▸ **Your objective**
Please copy all of the material below word for word, leaving out the pictures.

—————

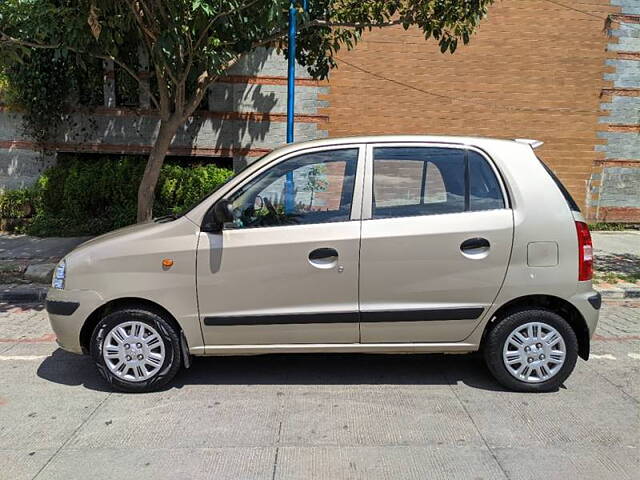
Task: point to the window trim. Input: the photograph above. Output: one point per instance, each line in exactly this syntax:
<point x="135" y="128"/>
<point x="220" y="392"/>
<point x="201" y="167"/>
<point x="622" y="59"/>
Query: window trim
<point x="367" y="198"/>
<point x="356" y="200"/>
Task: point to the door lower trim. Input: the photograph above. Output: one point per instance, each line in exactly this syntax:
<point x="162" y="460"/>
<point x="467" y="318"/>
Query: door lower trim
<point x="450" y="347"/>
<point x="283" y="319"/>
<point x="431" y="315"/>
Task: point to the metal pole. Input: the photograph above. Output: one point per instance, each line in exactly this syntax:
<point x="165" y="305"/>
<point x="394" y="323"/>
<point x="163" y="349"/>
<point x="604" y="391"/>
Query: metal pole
<point x="289" y="187"/>
<point x="291" y="79"/>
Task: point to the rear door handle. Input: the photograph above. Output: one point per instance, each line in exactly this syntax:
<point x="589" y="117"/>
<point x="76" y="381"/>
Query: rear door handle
<point x="475" y="245"/>
<point x="324" y="257"/>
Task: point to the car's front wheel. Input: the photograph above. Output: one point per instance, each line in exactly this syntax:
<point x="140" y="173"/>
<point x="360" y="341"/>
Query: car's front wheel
<point x="136" y="350"/>
<point x="531" y="350"/>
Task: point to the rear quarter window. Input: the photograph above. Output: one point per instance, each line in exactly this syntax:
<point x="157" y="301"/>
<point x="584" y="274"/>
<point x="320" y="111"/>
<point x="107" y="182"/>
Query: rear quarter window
<point x="565" y="193"/>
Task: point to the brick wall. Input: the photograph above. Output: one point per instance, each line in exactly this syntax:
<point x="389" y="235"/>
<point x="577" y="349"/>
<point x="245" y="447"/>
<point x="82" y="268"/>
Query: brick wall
<point x="533" y="70"/>
<point x="614" y="186"/>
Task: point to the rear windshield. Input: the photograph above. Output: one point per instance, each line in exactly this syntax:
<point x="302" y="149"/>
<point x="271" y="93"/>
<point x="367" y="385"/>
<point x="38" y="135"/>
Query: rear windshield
<point x="565" y="193"/>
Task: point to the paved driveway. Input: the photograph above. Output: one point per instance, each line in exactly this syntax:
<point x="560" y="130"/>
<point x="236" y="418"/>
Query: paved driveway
<point x="325" y="417"/>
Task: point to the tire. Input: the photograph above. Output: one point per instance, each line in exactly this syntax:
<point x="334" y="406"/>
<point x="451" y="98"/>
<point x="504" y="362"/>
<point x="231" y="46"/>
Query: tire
<point x="518" y="362"/>
<point x="136" y="350"/>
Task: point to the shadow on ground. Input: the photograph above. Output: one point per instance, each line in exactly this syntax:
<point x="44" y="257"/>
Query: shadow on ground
<point x="307" y="369"/>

—————

▸ **Task solution**
Task: point to the window trim. Input: the photograph above. Output: one point per instance, each line in exactly this syntax:
<point x="135" y="128"/>
<point x="220" y="392"/>
<point x="201" y="167"/>
<point x="622" y="59"/>
Query: window trim
<point x="367" y="198"/>
<point x="356" y="200"/>
Task: point to the door lower trim. Input: the photograph above. Output: one point per instance, each line in exactly this syntax:
<point x="162" y="460"/>
<point x="467" y="318"/>
Query: door lower trim
<point x="450" y="347"/>
<point x="283" y="319"/>
<point x="431" y="315"/>
Task: point to the metal pole. Input: the photograph above. Output: one point per instance, each line in exactly this syntax:
<point x="165" y="305"/>
<point x="394" y="323"/>
<point x="163" y="349"/>
<point x="604" y="391"/>
Query: metal pole
<point x="289" y="187"/>
<point x="291" y="79"/>
Task: point to the rear door handle. Input: the photograph above. Output: one point per instance, each line in exactly this syntax:
<point x="589" y="117"/>
<point x="76" y="381"/>
Query: rear door handle
<point x="475" y="245"/>
<point x="324" y="257"/>
Task: point to the car's front wheel. Input: the photograph above. Output: one point per instance, each line in exactly this syntax:
<point x="140" y="173"/>
<point x="360" y="341"/>
Query: car's front wheel
<point x="136" y="350"/>
<point x="531" y="350"/>
Task: point to the rear quarter window. Input: the photograph above. Output: one point per instance, each line in exactly this syntax:
<point x="157" y="301"/>
<point x="584" y="274"/>
<point x="320" y="111"/>
<point x="107" y="182"/>
Query: rear quarter window
<point x="565" y="193"/>
Task: point to the brick wall. Input: the photograph above. Output: one point per instance, each line in exactly this syntax:
<point x="389" y="235"/>
<point x="577" y="349"/>
<point x="245" y="447"/>
<point x="82" y="268"/>
Query: brick wall
<point x="533" y="70"/>
<point x="614" y="186"/>
Task: point to the rear windshield. Input: the photograph above. Output: one point per instance, each line in exactly this syntax:
<point x="302" y="149"/>
<point x="271" y="93"/>
<point x="367" y="385"/>
<point x="38" y="135"/>
Query: rear windshield
<point x="565" y="193"/>
Task: point to the paved driveway. Input: the photograph above. Output: one point per instance, each line in exactly this syntax:
<point x="560" y="130"/>
<point x="236" y="418"/>
Query: paved driveway
<point x="325" y="417"/>
Task: point to the tire. Input: the photograph above. Output: one point per instance, each line in exactly this syntax:
<point x="334" y="406"/>
<point x="451" y="98"/>
<point x="504" y="362"/>
<point x="231" y="46"/>
Query: tire
<point x="518" y="362"/>
<point x="136" y="350"/>
Task: point to the shadow on ground. Input: the photograph above. Output: one point per instance, each line in exactly this syntax:
<point x="44" y="257"/>
Query: shadow on ground
<point x="307" y="369"/>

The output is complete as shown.